REQUIREMENTS |
Express every line of the records below as a JSON list of strings, one string per line, leaving out blank lines.
=== PROVIDED DATA ===
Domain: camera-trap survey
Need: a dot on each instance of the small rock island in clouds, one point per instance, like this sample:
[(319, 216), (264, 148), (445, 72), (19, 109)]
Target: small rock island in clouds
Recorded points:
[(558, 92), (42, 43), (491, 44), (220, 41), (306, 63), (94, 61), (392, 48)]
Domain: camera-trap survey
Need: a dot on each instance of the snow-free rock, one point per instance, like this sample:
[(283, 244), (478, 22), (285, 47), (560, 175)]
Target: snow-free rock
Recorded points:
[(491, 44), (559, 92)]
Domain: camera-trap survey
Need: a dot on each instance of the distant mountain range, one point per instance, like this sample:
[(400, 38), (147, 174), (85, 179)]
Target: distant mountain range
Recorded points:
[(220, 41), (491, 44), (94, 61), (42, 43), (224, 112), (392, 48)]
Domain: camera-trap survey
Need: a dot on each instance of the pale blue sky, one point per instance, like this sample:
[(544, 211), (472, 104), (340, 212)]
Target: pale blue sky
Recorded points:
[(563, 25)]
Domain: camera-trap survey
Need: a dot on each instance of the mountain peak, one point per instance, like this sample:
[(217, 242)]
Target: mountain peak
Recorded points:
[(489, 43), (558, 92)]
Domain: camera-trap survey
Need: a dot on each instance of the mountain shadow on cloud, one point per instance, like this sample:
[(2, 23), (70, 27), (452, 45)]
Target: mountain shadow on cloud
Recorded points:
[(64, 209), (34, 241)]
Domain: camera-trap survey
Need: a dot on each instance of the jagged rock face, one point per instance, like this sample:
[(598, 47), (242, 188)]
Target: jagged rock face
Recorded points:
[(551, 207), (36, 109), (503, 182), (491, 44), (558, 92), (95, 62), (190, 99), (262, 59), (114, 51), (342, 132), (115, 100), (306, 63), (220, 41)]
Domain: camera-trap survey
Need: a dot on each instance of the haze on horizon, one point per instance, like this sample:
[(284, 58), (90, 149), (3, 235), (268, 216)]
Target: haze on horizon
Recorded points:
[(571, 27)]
===
TASK RESPONSE |
[
  "Domain: camera-trap survey",
  "Need: a dot on each instance of the small rock island in clouds, one point per instance, like this sample:",
  "[(319, 216), (264, 148), (445, 72), (19, 109)]",
  "Target: small rock island in clouds",
  "Recorded points:",
  "[(558, 92), (42, 43), (491, 44), (220, 41), (306, 63), (94, 61), (392, 48)]",
  "Domain: camera-trap survey",
  "Need: a dot on each instance of the snow-free rock, one point per instance, like this sample:",
  "[(283, 244), (478, 22), (285, 47), (560, 175)]",
  "Target: snow-free rock",
  "Recorded points:",
  "[(491, 44), (559, 92)]",
  "Domain: camera-trap survey",
  "Need: a dot on each instance of the distant mountain range, one point per instance, like this sample:",
  "[(400, 38), (147, 174), (85, 179)]",
  "Target: distant mountain range",
  "Recorded points:",
  "[(220, 41), (491, 44), (94, 61), (42, 43), (224, 112), (392, 48)]",
  "Domain: camera-trap survey",
  "Need: a dot on each instance of the pale blue sky, one point per instance, like this sample:",
  "[(544, 211), (472, 104), (340, 212)]",
  "Target: pale blue sky",
  "Recorded points:",
  "[(563, 25)]",
  "Domain: camera-trap survey",
  "Need: a dot on each instance of the mountain peak, one point per instance, like this sample:",
  "[(217, 242)]",
  "Target: mountain peak",
  "Recorded points:",
  "[(489, 43), (558, 92)]",
  "Domain: camera-trap survey",
  "Need: a dot on each instance of the mountain shadow on cloud, one point per instance, like this sample:",
  "[(2, 23), (70, 27), (452, 45)]",
  "Target: mountain shadow on cloud",
  "Recorded points:",
  "[(64, 209), (34, 241)]",
  "Domain: camera-trap survey",
  "Need: a dot on each instance of the jagged rock face, one point per instance, like this sample:",
  "[(598, 47), (242, 188)]",
  "Target: jagged rock face",
  "Recorded points:",
  "[(551, 207), (36, 109), (503, 182), (491, 44), (558, 92), (95, 62), (190, 99), (262, 59), (114, 51), (342, 132), (115, 100), (306, 63), (220, 41)]",
  "Domain: camera-trap survey",
  "Need: a dot on each instance of the haze on horizon, one point per instance, like this sample:",
  "[(284, 58), (90, 149), (3, 235), (268, 216)]",
  "Target: haze on horizon",
  "Recorded points:",
  "[(571, 27)]"
]